● WORK REQUEST 1: According to the hepatitis passage, where do hepatitis A viruses multiply once they are in the digestive system?
● WORK REQUEST 2: Extend the hepatitis passage, picking up right after its final sentence.

● PROVIDED PASSAGE:
Transmission of HBV via blood transfusion products has been largely eliminated in most part of the world by screening blood donors and implementing techniques that ensure viral inactivation  of products made from blood such as factor concentrates (Busch et al., 2003).

⦁ Hepatitis C virus (HCV)

Although transmitted by blood from an infected person, the mechanism of exposure is not always obvious. Sharing tooth brushes, razors, and towels can be responsible. Tattoos and body piercing with unclean instruments have transmitted the disease. (Bush et al., 2003). Approximately 60% of transmissions in the united states are due to sharing of syrings by illegal drug abusers. Transmissions by sexual intercourse is probably rare, although it apparently can occur among those with multiple patners. The risk of contracting the disease from transfusion of a unit of blood is now only about 0.001% (WHO).

1.4.1 MECHANISMS OF INFECTION OF HOST CELLS BY HEPATITIS A, B AND C.

Hepatitis A (infectious hepatitis) usually is transmitted by fecaloral contamination of food, drink or shellfish that live in contaminated water and contain the virus in their digestive system (Prescott et al., 2005).

The hepatitis A virus is an icosahedral, linear, positive-strand RNA virus that lacks an envelope. Once in the digestive system, the viruses multiply within the intestinal epithelium. Usually only mild intestinal symptoms result. Occasionally viremia (the presence of viruses in the blood occurs and the viruses may spread to the liver (Prescott et al., 2005).

The virus reproduce in the liver, enter the bile, and are release into the small intestine. This explains why feces are so infections..

Hepatitis B virus enters the liver via the blood stream and replicates only in liver tissue. The intact, infections virus is 42-47nm in diameter and circulates in the blood in concentration as high as 108 virions per ml. The inner core of the virus contains hepatitis B core antigen, hepatitis B surface antigen (HBsAg),  a partially double-stranded 3, 200 nclueotide DNA molecule, and DNA polymerase with reverse transcriptase activity. Infection with hepatitis B virus is associated with a board spectrum of liver injuring ranging from acute self injured infection to fulminant hepatitis. Approximately 5-10% of adults who are infected with hepatitis B virus will go on carry the virus for the rest of their lives. These people will pass the virus into others (Horizontal transmission). The route of transmission can occur in homosexual or heterosexual activity, blood-borne exposure, needles (transfusion), mother-infant (Vertical transmission), close personal contact and even by consuming contaminated food or drinks (Mcmabon et al., 1985).

Spatial localization data:
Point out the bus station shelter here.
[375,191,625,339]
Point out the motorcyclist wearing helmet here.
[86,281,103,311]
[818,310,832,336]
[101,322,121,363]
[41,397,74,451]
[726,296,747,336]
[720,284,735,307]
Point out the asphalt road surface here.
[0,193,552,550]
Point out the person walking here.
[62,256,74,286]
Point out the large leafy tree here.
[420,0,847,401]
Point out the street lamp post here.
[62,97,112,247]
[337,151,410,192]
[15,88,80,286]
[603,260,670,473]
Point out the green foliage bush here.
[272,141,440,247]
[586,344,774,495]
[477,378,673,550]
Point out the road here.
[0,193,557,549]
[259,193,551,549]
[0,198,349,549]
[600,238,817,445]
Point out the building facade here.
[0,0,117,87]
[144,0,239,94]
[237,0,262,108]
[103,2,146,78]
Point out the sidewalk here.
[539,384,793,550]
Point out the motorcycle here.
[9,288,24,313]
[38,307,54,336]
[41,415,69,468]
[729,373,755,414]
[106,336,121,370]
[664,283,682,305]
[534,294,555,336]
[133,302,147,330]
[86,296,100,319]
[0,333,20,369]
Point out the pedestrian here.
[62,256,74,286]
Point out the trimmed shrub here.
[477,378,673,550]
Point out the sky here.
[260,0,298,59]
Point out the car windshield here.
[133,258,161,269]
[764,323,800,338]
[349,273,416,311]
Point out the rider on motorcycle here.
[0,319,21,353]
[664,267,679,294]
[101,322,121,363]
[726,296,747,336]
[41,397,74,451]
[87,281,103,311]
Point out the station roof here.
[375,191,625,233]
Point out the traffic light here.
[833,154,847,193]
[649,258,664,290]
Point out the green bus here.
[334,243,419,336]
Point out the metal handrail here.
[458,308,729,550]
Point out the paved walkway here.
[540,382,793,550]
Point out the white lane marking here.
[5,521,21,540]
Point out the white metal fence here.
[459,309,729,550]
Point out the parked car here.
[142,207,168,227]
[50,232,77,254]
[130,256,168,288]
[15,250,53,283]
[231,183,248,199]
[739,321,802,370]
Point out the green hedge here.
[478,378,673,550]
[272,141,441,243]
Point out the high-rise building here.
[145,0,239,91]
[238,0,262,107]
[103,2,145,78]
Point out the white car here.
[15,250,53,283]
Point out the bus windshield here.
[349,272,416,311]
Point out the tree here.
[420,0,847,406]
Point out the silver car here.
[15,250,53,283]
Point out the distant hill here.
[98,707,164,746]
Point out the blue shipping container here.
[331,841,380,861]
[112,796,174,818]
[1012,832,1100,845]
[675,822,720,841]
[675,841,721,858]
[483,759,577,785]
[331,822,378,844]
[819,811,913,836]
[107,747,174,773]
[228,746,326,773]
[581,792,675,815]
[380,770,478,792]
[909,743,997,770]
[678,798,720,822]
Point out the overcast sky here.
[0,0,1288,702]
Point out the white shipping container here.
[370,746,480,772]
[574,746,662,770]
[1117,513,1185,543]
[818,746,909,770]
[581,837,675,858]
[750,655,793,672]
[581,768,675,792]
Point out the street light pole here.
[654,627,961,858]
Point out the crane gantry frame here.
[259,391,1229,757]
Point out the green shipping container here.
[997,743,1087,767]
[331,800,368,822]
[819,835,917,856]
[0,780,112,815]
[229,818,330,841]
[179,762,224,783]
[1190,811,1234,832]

● ANSWER SECTION 1: Within the intestinal epithelium.

● ANSWER SECTION 2:
Hepatitis C virus is transmitted by contact with virus-contaminated blood, by the fecal-oral route, by utero transmission from mother to foetus, sexually or through organ transplantation. (Prescott et al., 2005).

1.5 HEPATITIS INFECTIONS AS A PREDISPOSING FACTOR TO HCC.

A high incidence of hepatitis B and C may have been an important factor contributing to the development of liver disease (HCC and Cirrhosis) in South Eastern Nigeria. Patients  who are HBsAg positive develop chronic persistent hepatitis (CPH) and chronic active hepatitis (CAH). Patients with chronic active hepatitis have progressive liver damage with the outcome being portal fibrosis, cirrhosis or hepatocellular carcinoma (HCC) while patient with chronic persistent hepatitis usually remain in good health (Basil et al., 2003).

People with either chronic hepatitis B (HBV) or hepatitis C (HCV) have an increased risk of developing HCC. However the mechanism of causing HCC differs for HBV and HCV.

⦁ HEPATITIS B:

There is a strong correlation between chronic hepatitis B and the development of HCC. Furthermore, HCC can occur in people with chronic HBV even in the absence of cirrhosis. This is partly because HBV is a DNA virus and may actually in-corporate it’s DNA to hepatocytes DNA of the infected person promoting gene mutation which may lead to HCC even without underlying cirrhosis. People doubly infected with both HBV and HCV do carry an increased risk of- HCC (Melissa 2004).

⦁ HEPATITIS C

A strong correlation exists between chronic hepatitis C and the development of HCC. In contrast to hepatitis B, cirrhosis is present in all hepatitis C-associated HCC, possibly because HCV is an RNA virus and cannot incorporate itself into host DNA. Certain undefined HCV protein may also contribute to the formation of HCC (Melissa 2004).

1.5 SIGNS AND SYMPTOMS OF HEPATITIS A, B, AND C INFECTION.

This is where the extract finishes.